--- Start of Provided data ---
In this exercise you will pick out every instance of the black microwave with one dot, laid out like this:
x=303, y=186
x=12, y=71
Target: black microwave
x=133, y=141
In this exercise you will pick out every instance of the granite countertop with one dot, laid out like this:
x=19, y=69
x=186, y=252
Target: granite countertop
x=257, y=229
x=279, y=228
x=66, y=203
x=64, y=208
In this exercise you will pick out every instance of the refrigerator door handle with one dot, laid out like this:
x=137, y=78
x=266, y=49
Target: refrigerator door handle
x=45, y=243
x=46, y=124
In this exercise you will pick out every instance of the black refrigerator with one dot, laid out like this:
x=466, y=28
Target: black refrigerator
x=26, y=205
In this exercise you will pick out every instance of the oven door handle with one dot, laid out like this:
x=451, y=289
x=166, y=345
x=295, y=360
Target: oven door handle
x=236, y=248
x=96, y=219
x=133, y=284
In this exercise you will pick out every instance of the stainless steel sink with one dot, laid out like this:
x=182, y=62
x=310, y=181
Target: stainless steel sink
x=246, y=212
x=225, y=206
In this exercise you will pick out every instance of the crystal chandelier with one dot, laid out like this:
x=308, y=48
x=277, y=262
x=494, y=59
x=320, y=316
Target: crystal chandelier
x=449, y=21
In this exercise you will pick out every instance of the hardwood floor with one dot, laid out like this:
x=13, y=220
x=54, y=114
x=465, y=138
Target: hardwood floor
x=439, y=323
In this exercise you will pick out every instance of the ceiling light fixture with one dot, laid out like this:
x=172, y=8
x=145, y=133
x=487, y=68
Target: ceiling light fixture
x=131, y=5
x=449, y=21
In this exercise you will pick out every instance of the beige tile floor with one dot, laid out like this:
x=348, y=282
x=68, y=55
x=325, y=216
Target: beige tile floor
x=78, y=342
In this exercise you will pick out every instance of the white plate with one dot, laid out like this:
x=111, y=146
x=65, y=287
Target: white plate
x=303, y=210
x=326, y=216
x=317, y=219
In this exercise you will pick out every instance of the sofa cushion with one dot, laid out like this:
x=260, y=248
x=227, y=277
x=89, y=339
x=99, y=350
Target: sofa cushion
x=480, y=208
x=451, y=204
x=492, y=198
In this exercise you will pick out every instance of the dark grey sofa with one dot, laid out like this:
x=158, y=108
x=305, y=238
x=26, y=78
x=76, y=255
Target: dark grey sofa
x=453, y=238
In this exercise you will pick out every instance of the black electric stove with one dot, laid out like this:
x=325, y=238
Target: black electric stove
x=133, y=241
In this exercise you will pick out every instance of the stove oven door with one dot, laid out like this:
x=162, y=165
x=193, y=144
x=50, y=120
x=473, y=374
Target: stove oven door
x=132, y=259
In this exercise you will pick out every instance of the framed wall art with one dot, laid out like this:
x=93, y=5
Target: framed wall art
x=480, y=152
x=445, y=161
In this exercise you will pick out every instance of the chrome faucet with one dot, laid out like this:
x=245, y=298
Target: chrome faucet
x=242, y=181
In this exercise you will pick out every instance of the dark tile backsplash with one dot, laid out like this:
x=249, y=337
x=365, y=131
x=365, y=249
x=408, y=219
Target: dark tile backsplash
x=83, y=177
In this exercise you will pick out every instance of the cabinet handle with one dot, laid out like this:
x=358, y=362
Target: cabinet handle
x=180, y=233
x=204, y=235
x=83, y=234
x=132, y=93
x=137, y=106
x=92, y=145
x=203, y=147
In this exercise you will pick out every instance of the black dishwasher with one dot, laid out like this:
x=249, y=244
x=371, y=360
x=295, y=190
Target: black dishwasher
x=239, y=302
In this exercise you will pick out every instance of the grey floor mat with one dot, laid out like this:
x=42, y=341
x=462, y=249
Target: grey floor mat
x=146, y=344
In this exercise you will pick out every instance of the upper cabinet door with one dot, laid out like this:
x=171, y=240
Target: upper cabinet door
--- End of Provided data ---
• _Task brief_: Swap "Target" for "Item" everywhere it occurs in the entries above, and reproduce every entry with no other changes.

• _Response for this exercise_:
In this exercise you will pick out every instance of the black microwave with one dot, laid out like this:
x=303, y=186
x=12, y=71
Item: black microwave
x=133, y=141
In this exercise you will pick out every instance of the granite countertop with one dot, laid out like this:
x=19, y=69
x=186, y=252
Item: granite countertop
x=257, y=229
x=279, y=228
x=66, y=203
x=64, y=208
In this exercise you will pick out every instance of the refrigerator door handle with one dot, laid out like this:
x=137, y=78
x=266, y=49
Item: refrigerator door handle
x=45, y=243
x=46, y=124
In this exercise you will pick out every instance of the black refrigerator with one dot, laid out like this:
x=466, y=28
Item: black refrigerator
x=26, y=205
In this exercise you will pick out every instance of the oven door handle with one dot, laid out like this:
x=451, y=289
x=166, y=345
x=295, y=360
Item: oven door handle
x=236, y=248
x=96, y=219
x=133, y=284
In this exercise you will pick out every instance of the stainless steel sink with one dot, laid out like this:
x=182, y=62
x=310, y=181
Item: stainless steel sink
x=246, y=212
x=225, y=206
In this exercise you will pick out every instance of the crystal chandelier with one dot, laid out like this:
x=308, y=48
x=277, y=262
x=494, y=59
x=320, y=316
Item: crystal chandelier
x=449, y=21
In this exercise you will pick out every instance of the hardwood floor with one dot, laid out like this:
x=13, y=220
x=54, y=114
x=465, y=138
Item: hardwood floor
x=439, y=323
In this exercise you will pick out every instance of the ceiling light fixture with one dot, laid out like this:
x=172, y=8
x=145, y=133
x=487, y=68
Item: ceiling light fixture
x=131, y=5
x=449, y=21
In this exercise you will pick out every instance of the beige tile floor with one dot, laid out like this:
x=348, y=282
x=68, y=55
x=325, y=216
Item: beige tile floor
x=78, y=342
In this exercise you will pick out every instance of the white plate with one dot, laid out like this:
x=111, y=146
x=65, y=287
Item: white plate
x=303, y=210
x=326, y=216
x=317, y=219
In this exercise you will pick out every instance of the sofa cushion with one dot, laid out like this:
x=260, y=248
x=227, y=277
x=89, y=339
x=99, y=350
Item: sofa cushion
x=480, y=208
x=451, y=204
x=492, y=198
In this exercise you will pick out every instance of the dark grey sofa with one dot, laid out like this:
x=158, y=108
x=305, y=238
x=26, y=78
x=76, y=255
Item: dark grey sofa
x=453, y=238
In this exercise you will pick out every instance of the black electric stove with one dot, laid out like this:
x=325, y=238
Item: black electric stove
x=133, y=241
In this exercise you will pick out every instance of the stove oven door with one dot, laid out like this:
x=162, y=165
x=193, y=144
x=50, y=120
x=473, y=374
Item: stove oven door
x=132, y=259
In this exercise you will pick out every instance of the framed wall art with one dot, laid out like this:
x=93, y=5
Item: framed wall art
x=480, y=152
x=445, y=161
In this exercise you will pick out every instance of the chrome faucet with one dot, laid out like this:
x=245, y=298
Item: chrome faucet
x=242, y=181
In this exercise you will pick out every instance of the dark tile backsplash with one dot, laid out like this:
x=249, y=337
x=365, y=131
x=365, y=249
x=408, y=219
Item: dark tile backsplash
x=83, y=177
In this exercise you will pick out every instance of the cabinet handle with one dot, laid out like this:
x=358, y=362
Item: cabinet handle
x=180, y=233
x=204, y=235
x=83, y=234
x=132, y=93
x=137, y=106
x=92, y=145
x=203, y=147
In this exercise you will pick out every instance of the black dishwasher with one dot, laid out like this:
x=249, y=244
x=371, y=360
x=295, y=190
Item: black dishwasher
x=239, y=302
In this exercise you will pick out every instance of the grey floor mat with one dot, laid out like this:
x=42, y=341
x=462, y=249
Item: grey floor mat
x=146, y=344
In this exercise you will pick out every instance of the upper cabinet door with one dot, laid out like this:
x=171, y=240
Item: upper cabinet door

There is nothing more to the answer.